# START OF Article
On Thu, Nov 22, 2018 at 11:25:49AM +0000, Andrew Murray wrote:
> Add support for the :G and :H attributes in perf by handling the
> exclude_host/exclude_guest event attributes.
> 
> We notify KVM of counters that we wish to be enabled or disabled on
> guest entry/exit and thus defer from starting or stopping :G events
> as per the events exclude_host attribute.
> 
> With both VHE and non-VHE we switch the counters between host/guest
> at EL2. We are able to eliminate counters counting host events on
> the boundaries of guest entry/exit when using :G by filtering out
> EL2 for exclude_host. However when using :H unless exclude_hv is set
> on non-VHE then there is a small blackout window at the guest
> entry/exit where host events are not captured.
> 
> Signed-off-by: Andrew Murray <andrew.murray@arm.com>
> ---
>  arch/arm64/kernel/perf_event.c | 52 ++++++++++++++++++++++++++++++++++++------
>  1 file changed, 45 insertions(+), 7 deletions(-)

I've got a cold at the moment, so it could just be that, but I struggled to
follow the logic in this patch. Comments below.

> diff --git a/arch/arm64/kernel/perf_event.c b/arch/arm64/kernel/perf_event.c
> index de564ae..e0619ba 100644
> --- a/arch/arm64/kernel/perf_event.c
> +++ b/arch/arm64/kernel/perf_event.c
> @@ -26,6 +26,7 @@
>  
>  #include <linux/acpi.h>
>  #include <linux/clocksource.h>
> +#include <linux/kvm_host.h>
>  #include <linux/of.h>
>  #include <linux/perf/arm_pmu.h>
>  #include <linux/platform_device.h>
> @@ -647,11 +648,23 @@ static inline int armv8pmu_enable_counter(int idx)
>  
>  static inline void armv8pmu_enable_event_counter(struct perf_event *event)
>  {
> +	struct perf_event_attr *attr = &event->attr;
>  	int idx = event->hw.idx;
> +	u32 counter_bits = BIT(ARMV8_IDX_TO_COUNTER(idx));
>  
> -	armv8pmu_enable_counter(idx);
>  	if (armv8pmu_event_is_chained(event))
> -		armv8pmu_enable_counter(idx - 1);
> +		counter_bits |= BIT(ARMV8_IDX_TO_COUNTER(idx - 1));
> +
> +	if (attr->exclude_host)
# END OF Article
# START OF Data for the task
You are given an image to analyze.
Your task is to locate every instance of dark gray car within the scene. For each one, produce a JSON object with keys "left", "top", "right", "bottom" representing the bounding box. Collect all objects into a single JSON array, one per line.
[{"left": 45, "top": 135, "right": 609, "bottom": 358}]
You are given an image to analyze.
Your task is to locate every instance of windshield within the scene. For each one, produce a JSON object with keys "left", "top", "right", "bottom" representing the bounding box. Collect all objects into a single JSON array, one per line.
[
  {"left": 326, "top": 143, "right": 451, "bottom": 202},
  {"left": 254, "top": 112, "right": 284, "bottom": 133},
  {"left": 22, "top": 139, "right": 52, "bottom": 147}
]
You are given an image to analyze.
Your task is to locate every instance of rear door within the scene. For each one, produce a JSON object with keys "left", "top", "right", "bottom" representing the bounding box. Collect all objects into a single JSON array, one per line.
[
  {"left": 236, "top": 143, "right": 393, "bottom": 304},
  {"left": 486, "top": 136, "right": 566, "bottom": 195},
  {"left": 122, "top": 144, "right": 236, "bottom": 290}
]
# END OF Data for the task
» **Set of tasks**
1. Summarize the patch review in two sentences.
2. Reproduce the listing in full, line by line, moving every bounding-box coordinate in it up by 130.
The patch review and the listing are unrelated material.

» **Final results**
1. Andrew Murray's patch adds support for perf's :G and :H attributes on arm64 by handling the exclude_host/exclude_guest event attributes and notifying KVM of counters to enable or disable on guest entry/exit. The patch notes that with :H on non-VHE, unless exclude_hv is set, a small blackout window at guest entry/exit leaves host events uncaptured, and a reviewer replies that they struggled to follow the patch's logic, perhaps because of a cold.

2.
You are given an image to analyze.
Your task is to locate every instance of dark gray car within the scene. For each one, produce a JSON object with keys "left", "top", "right", "bottom" representing the bounding box. Collect all objects into a single JSON array, one per line.
[{"left": 175, "top": 265, "right": 739, "bottom": 488}]
You are given an image to analyze.
Your task is to locate every instance of windshield within the scene. For each one, produce a JSON object with keys "left", "top", "right", "bottom" representing the bounding box. Collect all objects into a single JSON array, one per line.
[
  {"left": 456, "top": 273, "right": 581, "bottom": 332},
  {"left": 384, "top": 242, "right": 414, "bottom": 263},
  {"left": 152, "top": 269, "right": 182, "bottom": 277}
]
You are given an image to analyze.
Your task is to locate every instance of rear door within the scene. For each one, produce a JSON object with keys "left", "top", "right", "bottom" representing the bounding box. Collect all objects into a single JSON array, one per line.
[
  {"left": 366, "top": 273, "right": 523, "bottom": 434},
  {"left": 616, "top": 266, "right": 696, "bottom": 325},
  {"left": 252, "top": 274, "right": 366, "bottom": 420}
]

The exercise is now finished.